[Quoted passage Boundary: Start]

Zomboat! (ITV2) is one of the few television dramas of recent years that is both set and filmed in Birmingham. As a zombie apocalypse hits the second city, sisters Jo and Kat endeavour to flee the undead hordes by commandeering a narrowboat. They are unexpectedly joined on the canals by Londoners Sunny and Amar, who have been in Birmingham for a stag weekend, and a comedy infused with mild peril, a dash of gore and questionable accents ensues. I actually really enjoyed Zomboat!, not least because it’s great seeing Brum play itself on TV. With my PhD hat on, however, I was nonetheless slightly aggrieved that in some ways the series feeds into increasingly familiar narrative tropes that the Midlands is a region from which to escape.
The animated title sequence of Zomboat! opens with an old-fashioned signpost, one arm pointing right to Birmingham, the other left to London. I was amused by the fact that ‘Birmingham’ is stamped with a red right hand, though this is probably due to PhD-me associating everything with Peaky Blinders, rather than the more likely explanation that a blood-stained zombie stumbled into it. This arm of the signpost, however, is visible for barely a second (most of it is gone within 25 frames, in fact – I counted) before a zoom into ‘London’, quite literally signposting the central narrative of the series to escape Birmingham in favour of the capital. This is further compounded by a sign in what is ostensibly New Street station, that reads ‘Escaping The City?’ just after Sunny has uttered his first ‘get me out of this town’.

[Quoted passage Boundary: End]

• **Required work**
Could you carry on the Zomboat! review from the point where it stops?

[Source data Boundary: Start]

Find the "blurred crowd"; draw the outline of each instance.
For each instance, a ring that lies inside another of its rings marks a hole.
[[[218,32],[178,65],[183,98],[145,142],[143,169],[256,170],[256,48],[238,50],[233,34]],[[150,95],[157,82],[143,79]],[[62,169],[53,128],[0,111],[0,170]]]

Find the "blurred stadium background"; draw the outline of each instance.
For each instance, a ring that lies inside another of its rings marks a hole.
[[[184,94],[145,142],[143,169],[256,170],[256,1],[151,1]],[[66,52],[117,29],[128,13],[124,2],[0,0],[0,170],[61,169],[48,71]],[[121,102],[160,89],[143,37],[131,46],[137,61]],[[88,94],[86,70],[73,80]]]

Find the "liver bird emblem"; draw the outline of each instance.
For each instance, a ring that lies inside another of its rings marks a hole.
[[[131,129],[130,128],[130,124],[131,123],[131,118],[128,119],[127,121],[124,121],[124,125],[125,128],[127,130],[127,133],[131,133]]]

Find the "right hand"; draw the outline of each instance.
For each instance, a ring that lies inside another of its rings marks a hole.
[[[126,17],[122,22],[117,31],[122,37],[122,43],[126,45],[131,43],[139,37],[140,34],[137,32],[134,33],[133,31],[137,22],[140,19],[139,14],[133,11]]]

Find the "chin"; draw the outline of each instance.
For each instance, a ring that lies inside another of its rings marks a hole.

[Source data Boundary: End]

• **Exercise output**
Birmingham’s architecture was praised for being ‘apocalyptic’ in a Q&A I attended with the producer and cast of Zomboat!, an oddly backhanded compliment that seems all the stranger given that there are some lovely shots of the canals throughout the series that arguably showcase the city in a positive light. Besides, if streets are emptied and smoke plumes added, I think almost any town or city can be made to look apocalyptic on screen, regardless of building styles.
Now, I know that the four main characters have ample reason to leave Birmingham due to the shuffling, staring, former humans that pursue those who aren’t yet infected, but Sunny in particular seems to have it in for the city; even before he’s had his first zombie encounter. Kat’s reasoning behind going to London rather than the countryside also seems questionable, even if it is argued that they’ll be safe on an island in the Thames as ‘zombies can’t swim’. Although I appreciated Zomboat! for placing Brum at the heart of an unfolding comedy-drama, I can’t help wondering what the likelihood would have been, had the apocalypse started in Camden rather than Gas Street, of the narrative entailing a mirrored escape all the way to the Midlands?